From the material below, copy out everything from the line that contains "frame and produce bounding box coordinates for each." down to the line that contains "[0,257,615,427]". Include both of those lines and keep every character unchanged.
-- Start of INPUT RECORDS --
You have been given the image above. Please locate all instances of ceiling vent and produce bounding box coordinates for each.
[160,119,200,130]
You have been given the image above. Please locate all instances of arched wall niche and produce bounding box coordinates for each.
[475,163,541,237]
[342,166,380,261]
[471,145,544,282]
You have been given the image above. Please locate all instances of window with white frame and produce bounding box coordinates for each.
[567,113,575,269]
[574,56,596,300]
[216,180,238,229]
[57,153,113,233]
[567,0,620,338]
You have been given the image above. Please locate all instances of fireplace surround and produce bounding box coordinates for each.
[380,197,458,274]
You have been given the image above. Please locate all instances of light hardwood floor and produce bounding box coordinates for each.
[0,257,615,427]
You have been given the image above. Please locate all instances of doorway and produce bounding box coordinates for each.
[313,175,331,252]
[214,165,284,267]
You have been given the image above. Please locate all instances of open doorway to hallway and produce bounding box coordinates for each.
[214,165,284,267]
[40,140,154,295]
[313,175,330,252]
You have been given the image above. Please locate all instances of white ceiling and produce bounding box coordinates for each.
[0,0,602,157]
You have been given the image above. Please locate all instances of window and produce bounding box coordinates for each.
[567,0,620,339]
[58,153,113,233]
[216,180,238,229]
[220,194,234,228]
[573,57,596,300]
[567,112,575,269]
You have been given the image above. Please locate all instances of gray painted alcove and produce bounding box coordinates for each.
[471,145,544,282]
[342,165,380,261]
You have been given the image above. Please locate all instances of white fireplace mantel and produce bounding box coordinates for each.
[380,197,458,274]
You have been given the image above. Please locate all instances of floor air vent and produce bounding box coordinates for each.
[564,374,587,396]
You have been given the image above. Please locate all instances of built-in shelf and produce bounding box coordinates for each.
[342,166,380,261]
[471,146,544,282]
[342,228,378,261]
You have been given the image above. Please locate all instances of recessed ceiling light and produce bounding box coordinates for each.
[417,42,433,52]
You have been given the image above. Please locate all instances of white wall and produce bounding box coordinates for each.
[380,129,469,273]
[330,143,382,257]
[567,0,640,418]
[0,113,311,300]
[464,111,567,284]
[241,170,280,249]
-- End of INPUT RECORDS --
-- Start of INPUT RECORDS --
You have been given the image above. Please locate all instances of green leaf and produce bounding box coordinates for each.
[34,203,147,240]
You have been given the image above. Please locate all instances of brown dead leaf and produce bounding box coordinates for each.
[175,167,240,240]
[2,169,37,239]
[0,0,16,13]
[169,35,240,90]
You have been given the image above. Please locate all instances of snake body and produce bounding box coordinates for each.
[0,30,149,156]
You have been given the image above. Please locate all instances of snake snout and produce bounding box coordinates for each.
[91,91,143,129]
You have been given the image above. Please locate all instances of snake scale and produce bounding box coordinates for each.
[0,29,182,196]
-- End of INPUT RECORDS --
-- Start of INPUT RECORDS --
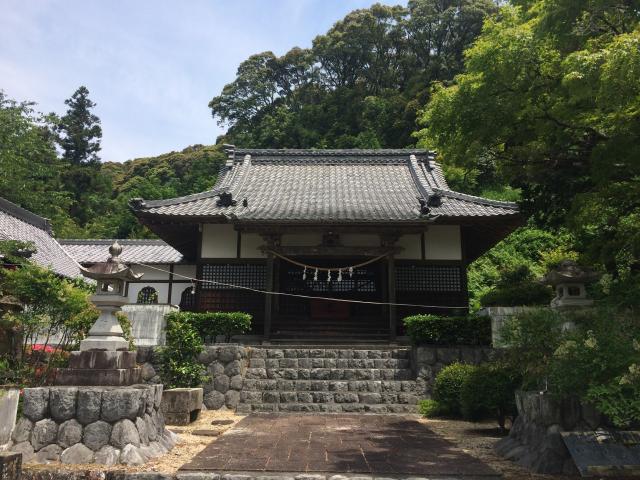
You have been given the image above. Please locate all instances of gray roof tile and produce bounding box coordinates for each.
-- End of INPUT RECORDS --
§ **CORRECT RESULT**:
You have been given the image above. Please locate all instances of window with white frame and produce bounding box coordinates for each.
[567,113,575,269]
[574,56,596,300]
[216,180,238,229]
[57,153,113,233]
[567,0,620,338]
You have been given the image above. Please locate all instances of fireplace surround and produce bounding box coordinates for each.
[380,197,458,274]
You have been given the image above. Please locate all instances of light hardwood floor and produce bounding box coordinates for each.
[0,257,615,427]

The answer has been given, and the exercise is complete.